-- Data to use follows --

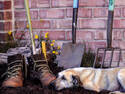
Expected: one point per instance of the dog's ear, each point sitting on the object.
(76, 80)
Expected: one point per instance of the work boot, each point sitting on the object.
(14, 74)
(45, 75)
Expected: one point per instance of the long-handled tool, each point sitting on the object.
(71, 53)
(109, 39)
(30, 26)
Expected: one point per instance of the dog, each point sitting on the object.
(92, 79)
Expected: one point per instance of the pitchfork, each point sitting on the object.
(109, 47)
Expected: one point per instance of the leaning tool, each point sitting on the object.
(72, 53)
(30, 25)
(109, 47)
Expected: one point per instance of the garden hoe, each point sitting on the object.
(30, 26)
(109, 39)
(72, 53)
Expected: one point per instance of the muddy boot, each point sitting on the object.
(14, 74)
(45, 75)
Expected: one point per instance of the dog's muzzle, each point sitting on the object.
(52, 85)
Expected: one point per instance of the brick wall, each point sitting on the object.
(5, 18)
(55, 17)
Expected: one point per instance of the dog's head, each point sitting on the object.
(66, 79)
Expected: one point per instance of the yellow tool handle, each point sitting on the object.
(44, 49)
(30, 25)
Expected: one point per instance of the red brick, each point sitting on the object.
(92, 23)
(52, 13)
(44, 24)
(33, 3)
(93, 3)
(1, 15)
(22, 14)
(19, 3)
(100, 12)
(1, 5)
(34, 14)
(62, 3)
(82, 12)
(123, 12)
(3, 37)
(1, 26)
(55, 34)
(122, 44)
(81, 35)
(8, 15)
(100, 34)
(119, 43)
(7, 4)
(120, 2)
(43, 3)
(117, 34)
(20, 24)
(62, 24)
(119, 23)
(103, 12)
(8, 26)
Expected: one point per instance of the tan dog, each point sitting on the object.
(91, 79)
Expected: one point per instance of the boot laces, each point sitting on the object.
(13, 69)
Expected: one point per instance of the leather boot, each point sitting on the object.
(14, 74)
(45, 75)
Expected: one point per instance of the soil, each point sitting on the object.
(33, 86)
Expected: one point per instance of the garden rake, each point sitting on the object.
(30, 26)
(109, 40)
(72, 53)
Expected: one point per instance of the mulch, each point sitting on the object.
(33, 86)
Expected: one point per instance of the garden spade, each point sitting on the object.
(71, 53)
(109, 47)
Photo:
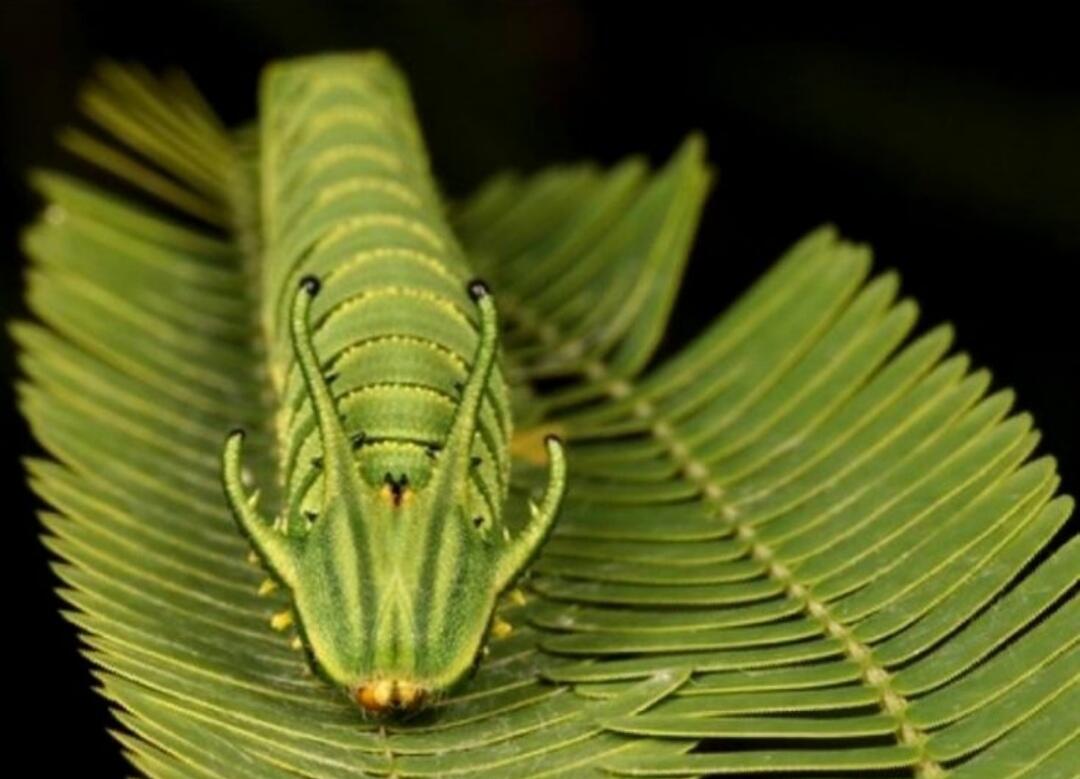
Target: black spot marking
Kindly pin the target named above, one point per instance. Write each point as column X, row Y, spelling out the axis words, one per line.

-- Data to use concluded --

Exercise details: The output should consist of every entry above, printed exactly, with the images removed.

Response for this exercise:
Expected: one point per instance of the dog's ear, each point sitting on the object.
(76, 80)
Expected: one point per instance of the work boot, each point sitting on the object.
(14, 74)
(45, 75)
Expected: one point per instance of the long-handled tool, each point sitting on the object.
(71, 53)
(109, 39)
(30, 26)
Expected: one point per instance of the dog, each point sitting on the object.
(92, 79)
Expected: one point per instance of the pitchfork, each point sitting on the object.
(109, 47)
Expected: one point per instance of the leaning tool, each point sitting on the object.
(72, 53)
(30, 25)
(109, 47)
Expected: one point per instance of the garden hoe, each point sitting on the object.
(30, 26)
(109, 39)
(72, 53)
Expected: one point per instance of the muddy boot, each point sitting on the object.
(14, 74)
(45, 75)
Expected: one point per instance of the dog's muzzle, each point sitting on the object.
(52, 85)
Expected: one point per instance of the brick wall, each point sitting on the object.
(5, 18)
(55, 17)
Expected: one point per instance of the dog's head, each point sitting on the object.
(66, 79)
Expected: one point per instance of the yellow tool handle, each point sitting on the object.
(44, 49)
(30, 25)
Expected: one point per instance of the red brick, each point sitting on the object.
(92, 23)
(52, 13)
(44, 24)
(33, 3)
(93, 3)
(1, 15)
(22, 14)
(19, 3)
(100, 12)
(1, 5)
(34, 14)
(62, 3)
(82, 12)
(123, 12)
(3, 37)
(1, 26)
(55, 34)
(122, 44)
(81, 35)
(8, 15)
(100, 34)
(119, 43)
(7, 4)
(120, 2)
(43, 3)
(117, 34)
(20, 24)
(62, 24)
(119, 23)
(103, 12)
(8, 26)
Expected: one point per instance of the tan dog, each point sitting on the object.
(91, 79)
Expected: one point per instance of the boot laces, each point sitting on the object.
(13, 69)
Expected: one point per instance of the leather boot, each point sitting on the object.
(14, 74)
(45, 75)
Expected: one point per instance of the soil, each point sitting on the object.
(33, 86)
Expected: one point per instance of the garden rake, each point sitting on the object.
(30, 26)
(109, 40)
(72, 53)
Expected: one point per instance of the mulch, each point sitting on the object.
(33, 86)
Expected: one point per instance of the garden spade, each point sitting on the object.
(71, 53)
(109, 47)
Photo:
Target: black spot marking
Kindly pin the target named above, one point per instance. Write each point as column X, row Y, spelling out the axis words, one per line.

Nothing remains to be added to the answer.